PROBLEM TO WORK ON =>
Could you recast the rows, from the very first line through the line containing "Query: <item>green field</item>", as a JSON list of strings with one string per line, both ends included and blank lines omitted?

Region annotation items =>
━━━━━━━━

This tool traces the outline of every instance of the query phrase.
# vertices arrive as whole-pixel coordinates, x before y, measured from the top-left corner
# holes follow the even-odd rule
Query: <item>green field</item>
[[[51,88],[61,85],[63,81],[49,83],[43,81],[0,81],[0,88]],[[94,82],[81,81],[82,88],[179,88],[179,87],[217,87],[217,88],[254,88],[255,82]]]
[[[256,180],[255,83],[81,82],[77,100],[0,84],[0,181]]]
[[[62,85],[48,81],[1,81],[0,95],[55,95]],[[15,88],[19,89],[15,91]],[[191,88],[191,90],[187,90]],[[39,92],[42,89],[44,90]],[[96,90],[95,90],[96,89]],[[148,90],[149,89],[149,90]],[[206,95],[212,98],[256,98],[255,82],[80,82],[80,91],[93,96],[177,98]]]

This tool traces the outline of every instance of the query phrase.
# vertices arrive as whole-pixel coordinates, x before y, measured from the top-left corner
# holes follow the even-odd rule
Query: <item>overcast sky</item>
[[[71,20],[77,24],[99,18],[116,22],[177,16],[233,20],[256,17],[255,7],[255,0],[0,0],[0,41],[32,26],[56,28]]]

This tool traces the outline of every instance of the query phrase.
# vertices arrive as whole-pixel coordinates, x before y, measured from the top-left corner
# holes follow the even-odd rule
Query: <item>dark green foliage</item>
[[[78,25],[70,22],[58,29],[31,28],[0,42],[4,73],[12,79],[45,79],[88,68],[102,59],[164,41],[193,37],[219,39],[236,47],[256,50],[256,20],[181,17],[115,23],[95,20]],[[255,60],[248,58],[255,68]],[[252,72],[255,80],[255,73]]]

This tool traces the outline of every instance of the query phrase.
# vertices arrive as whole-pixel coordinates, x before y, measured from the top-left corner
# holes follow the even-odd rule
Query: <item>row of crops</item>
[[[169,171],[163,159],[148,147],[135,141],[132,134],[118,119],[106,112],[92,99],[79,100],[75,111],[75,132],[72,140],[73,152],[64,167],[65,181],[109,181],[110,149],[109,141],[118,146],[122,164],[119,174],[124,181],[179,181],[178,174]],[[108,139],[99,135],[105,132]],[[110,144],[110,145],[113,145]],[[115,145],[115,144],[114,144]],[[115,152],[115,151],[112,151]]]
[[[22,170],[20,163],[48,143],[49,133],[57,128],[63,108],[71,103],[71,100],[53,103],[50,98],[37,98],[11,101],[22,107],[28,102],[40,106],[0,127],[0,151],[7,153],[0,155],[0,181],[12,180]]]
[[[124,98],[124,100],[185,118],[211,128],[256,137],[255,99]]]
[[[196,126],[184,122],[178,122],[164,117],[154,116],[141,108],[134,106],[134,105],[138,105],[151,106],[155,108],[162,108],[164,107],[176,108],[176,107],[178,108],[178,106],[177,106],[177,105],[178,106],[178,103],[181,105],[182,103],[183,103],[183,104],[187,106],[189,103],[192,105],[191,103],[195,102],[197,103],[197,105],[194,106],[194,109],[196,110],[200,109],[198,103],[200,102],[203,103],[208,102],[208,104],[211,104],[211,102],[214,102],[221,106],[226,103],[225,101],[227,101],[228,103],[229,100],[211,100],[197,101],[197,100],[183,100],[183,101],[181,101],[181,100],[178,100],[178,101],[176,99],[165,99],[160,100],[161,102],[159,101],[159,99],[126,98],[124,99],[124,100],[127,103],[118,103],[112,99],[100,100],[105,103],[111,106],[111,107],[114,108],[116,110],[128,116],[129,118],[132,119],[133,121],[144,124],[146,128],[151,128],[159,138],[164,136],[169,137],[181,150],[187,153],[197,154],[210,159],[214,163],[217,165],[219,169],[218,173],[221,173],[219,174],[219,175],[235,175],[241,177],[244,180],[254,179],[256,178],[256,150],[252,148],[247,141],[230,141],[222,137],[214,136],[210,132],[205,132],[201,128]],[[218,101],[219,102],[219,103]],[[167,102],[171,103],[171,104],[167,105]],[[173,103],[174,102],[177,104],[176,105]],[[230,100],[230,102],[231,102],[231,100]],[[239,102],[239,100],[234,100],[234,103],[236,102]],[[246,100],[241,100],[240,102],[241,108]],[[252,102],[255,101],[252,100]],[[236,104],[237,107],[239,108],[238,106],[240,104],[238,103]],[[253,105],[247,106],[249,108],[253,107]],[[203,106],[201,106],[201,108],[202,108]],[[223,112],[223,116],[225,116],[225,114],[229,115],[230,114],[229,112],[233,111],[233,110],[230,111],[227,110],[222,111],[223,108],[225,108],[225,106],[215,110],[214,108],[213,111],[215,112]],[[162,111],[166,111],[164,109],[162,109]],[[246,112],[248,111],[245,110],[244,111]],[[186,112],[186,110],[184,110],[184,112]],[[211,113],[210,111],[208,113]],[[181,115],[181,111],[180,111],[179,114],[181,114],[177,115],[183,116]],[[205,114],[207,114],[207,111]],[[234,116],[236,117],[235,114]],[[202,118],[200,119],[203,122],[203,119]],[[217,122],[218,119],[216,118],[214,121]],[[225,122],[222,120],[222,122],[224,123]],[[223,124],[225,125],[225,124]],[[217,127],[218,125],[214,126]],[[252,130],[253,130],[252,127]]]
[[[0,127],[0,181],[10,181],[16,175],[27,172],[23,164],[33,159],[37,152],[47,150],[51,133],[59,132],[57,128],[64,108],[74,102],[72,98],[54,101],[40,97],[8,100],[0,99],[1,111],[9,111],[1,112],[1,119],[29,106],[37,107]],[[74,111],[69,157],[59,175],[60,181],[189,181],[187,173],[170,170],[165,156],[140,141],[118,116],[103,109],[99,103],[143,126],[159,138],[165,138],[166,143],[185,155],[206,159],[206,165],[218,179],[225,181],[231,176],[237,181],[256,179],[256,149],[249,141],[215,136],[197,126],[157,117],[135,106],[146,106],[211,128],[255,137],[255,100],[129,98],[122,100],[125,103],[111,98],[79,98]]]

━━━━━━━━

RESPONSE TO THE TASK =>
[
  "This tool traces the outline of every instance of the query phrase.",
  "# vertices arrive as whole-pixel coordinates, x before y, measured from the top-left corner",
  "# holes follow the even-odd rule",
  "Query: <item>green field</item>"
]